▶ WHAT THE TASK REQUIRES
In the P2P hash discussion below, set down word for word the stretch that begins at the words "I suppose it" and stops after "the *most* rigorous networks.".

▶ PASSAGE SHOWN
---

I suppose it depends on how high your ambitions for P2P are. Clearly,
you can have a very popular network with a very weak hash for quite
a while -- witness ED2K, using MD4, a hash "broken" for over a decade.

But over time, users have become more aware of the importance of
hash-based content-verification, and users have generally migrated in
the direction of more-rigorous hash-using networks -- though not to
the *most* rigorous networks.

If P2P is just a leisure-time lark for credulous, casual users who have
many other unhygenic comuting practices, then you can be lacksadaisical
in your use of hash algorithms. If you want it to also be a platform
stable for long-term use by more discriminating users and commercial
endeavors, you should take the strength of your hashes seriously. If
you wait until someone is hurt enough that the damage is reported on
CNN, that's too long.

- Gordon @ Bitzi

> 	Best wishes -
> 	S.Osokine.
> 	16 Feb 2005.
> 
> 
> -----Original Message-----
> From: p2p-hackers-bounces at zgp.org [mailto:p2p-hackers-bounces at zgp.org]On
> Behalf Of Gordon Mohr (@ Bitzi)
> Sent: Wednesday, February 16, 2005 8:12 PM
> To: Peer-to-peer development.
> Subject: Re: [p2p-hackers] SHA1 broken?
> 
> 
> Serguei Osokine wrote:
> 
>>On Wednesday, February 16, 2005 Gordon Mohr wrote:
>>
>>
>>>MD5 should not be used for content identification, given the 
>>>ability to create content pairs with the same MD5, with one 
>>>version being (and appearing and acquiring a reputation for 
>>>being) innocuous, and the other version malicious.

---

▶ DATASET SECTION
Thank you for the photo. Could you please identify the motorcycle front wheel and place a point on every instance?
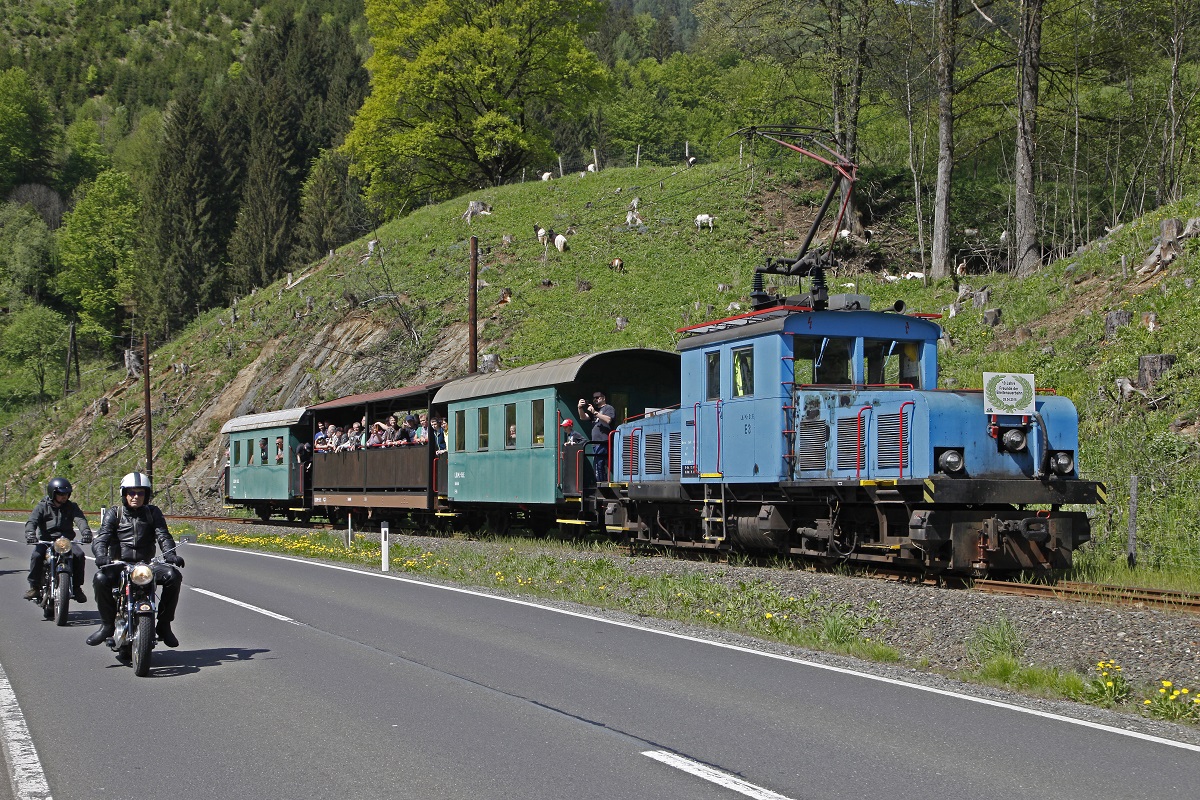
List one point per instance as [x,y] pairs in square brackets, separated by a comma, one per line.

---

▶ THE SOLUTION
I suppose it depends on how high your ambitions for P2P are. Clearly,
you can have a very popular network with a very weak hash for quite
a while -- witness ED2K, using MD4, a hash "broken" for over a decade.

But over time, users have become more aware of the importance of
hash-based content-verification, and users have generally migrated in
the direction of more-rigorous hash-using networks -- though not to
the *most* rigorous networks.